▶ _Data for the task_:
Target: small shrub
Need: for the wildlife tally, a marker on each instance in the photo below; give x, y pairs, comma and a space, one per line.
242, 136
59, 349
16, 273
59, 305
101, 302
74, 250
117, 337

▶ _Work item_:
Reproduce exactly what is written in the listing above.

▶ _Written solution_:
Target: small shrub
Need: for the wildlife tally, a marker on each instance in the photo below; give x, y pairs, comma and a space, one per line.
242, 136
59, 349
16, 273
59, 305
101, 302
74, 250
117, 337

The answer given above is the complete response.